Pick out every line of the records that contains the word "black", and copy each one. Case counts.

-------

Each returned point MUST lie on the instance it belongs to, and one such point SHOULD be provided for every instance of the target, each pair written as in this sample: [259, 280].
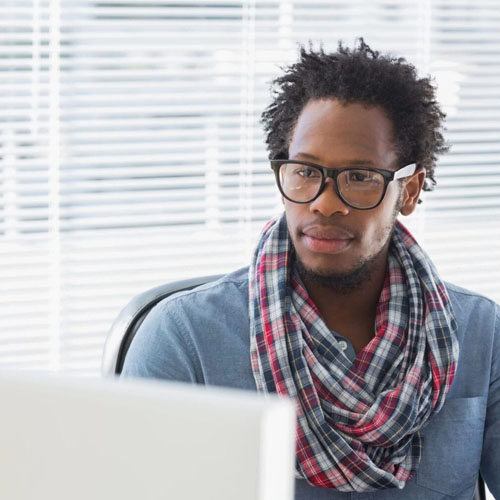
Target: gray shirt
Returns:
[202, 336]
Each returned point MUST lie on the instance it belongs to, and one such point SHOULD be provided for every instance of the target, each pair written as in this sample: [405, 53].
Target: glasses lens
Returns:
[299, 182]
[361, 188]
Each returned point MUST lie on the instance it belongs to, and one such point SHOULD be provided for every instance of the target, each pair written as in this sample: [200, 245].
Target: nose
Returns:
[329, 202]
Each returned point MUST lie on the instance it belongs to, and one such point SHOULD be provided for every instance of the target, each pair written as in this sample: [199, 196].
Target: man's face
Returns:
[332, 239]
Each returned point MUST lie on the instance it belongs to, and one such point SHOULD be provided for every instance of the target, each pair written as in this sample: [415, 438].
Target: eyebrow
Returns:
[358, 162]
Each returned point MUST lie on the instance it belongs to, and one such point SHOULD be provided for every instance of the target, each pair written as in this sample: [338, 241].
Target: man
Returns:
[395, 373]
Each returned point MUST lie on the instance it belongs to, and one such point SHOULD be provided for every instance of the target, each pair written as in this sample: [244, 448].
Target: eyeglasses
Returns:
[358, 187]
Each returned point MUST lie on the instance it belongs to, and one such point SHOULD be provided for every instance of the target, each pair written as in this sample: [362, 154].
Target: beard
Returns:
[344, 282]
[351, 280]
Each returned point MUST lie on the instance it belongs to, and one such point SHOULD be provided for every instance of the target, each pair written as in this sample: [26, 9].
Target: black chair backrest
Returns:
[129, 320]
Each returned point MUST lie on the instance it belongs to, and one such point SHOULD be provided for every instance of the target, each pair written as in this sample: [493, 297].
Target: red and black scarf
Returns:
[358, 424]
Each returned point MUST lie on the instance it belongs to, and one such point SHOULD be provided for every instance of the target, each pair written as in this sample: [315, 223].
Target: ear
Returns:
[411, 191]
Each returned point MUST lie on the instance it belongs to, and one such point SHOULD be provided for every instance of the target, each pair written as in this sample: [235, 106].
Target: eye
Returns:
[307, 173]
[359, 176]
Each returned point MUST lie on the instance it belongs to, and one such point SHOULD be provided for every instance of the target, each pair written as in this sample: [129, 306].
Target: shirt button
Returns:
[343, 345]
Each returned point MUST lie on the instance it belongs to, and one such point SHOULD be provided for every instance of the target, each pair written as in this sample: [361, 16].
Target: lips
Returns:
[326, 239]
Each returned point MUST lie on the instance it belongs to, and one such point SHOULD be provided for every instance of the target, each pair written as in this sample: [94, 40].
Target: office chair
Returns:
[129, 320]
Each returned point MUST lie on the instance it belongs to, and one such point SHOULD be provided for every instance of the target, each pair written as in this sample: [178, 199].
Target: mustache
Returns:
[327, 228]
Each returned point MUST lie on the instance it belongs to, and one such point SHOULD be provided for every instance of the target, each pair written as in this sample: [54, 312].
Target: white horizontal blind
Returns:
[132, 154]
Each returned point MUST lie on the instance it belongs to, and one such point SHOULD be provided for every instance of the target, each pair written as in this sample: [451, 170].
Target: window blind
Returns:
[132, 154]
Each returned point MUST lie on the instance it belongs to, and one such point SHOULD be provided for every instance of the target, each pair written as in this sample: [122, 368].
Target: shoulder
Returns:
[230, 289]
[475, 313]
[469, 301]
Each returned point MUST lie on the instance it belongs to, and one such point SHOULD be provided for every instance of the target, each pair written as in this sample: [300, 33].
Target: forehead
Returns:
[339, 133]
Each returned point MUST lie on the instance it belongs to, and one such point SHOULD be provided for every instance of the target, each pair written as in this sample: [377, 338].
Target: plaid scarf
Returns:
[358, 425]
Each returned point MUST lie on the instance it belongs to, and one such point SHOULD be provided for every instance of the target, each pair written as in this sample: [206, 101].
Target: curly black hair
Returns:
[365, 76]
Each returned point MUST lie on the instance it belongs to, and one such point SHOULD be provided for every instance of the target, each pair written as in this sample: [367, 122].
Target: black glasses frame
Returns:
[333, 173]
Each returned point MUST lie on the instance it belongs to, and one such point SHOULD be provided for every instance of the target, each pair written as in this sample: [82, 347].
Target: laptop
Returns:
[128, 439]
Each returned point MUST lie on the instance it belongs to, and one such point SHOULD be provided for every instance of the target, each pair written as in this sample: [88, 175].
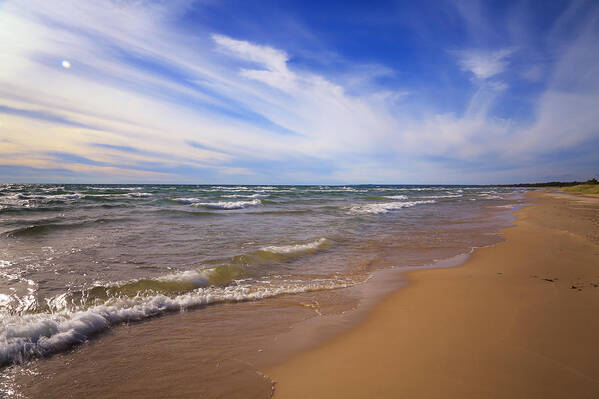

-------

→ **RESPONSE FOR THIS EXERCISE**:
Target: black chair backrest
Target: red and black scarf
Target: curly black hair
Target: black glasses frame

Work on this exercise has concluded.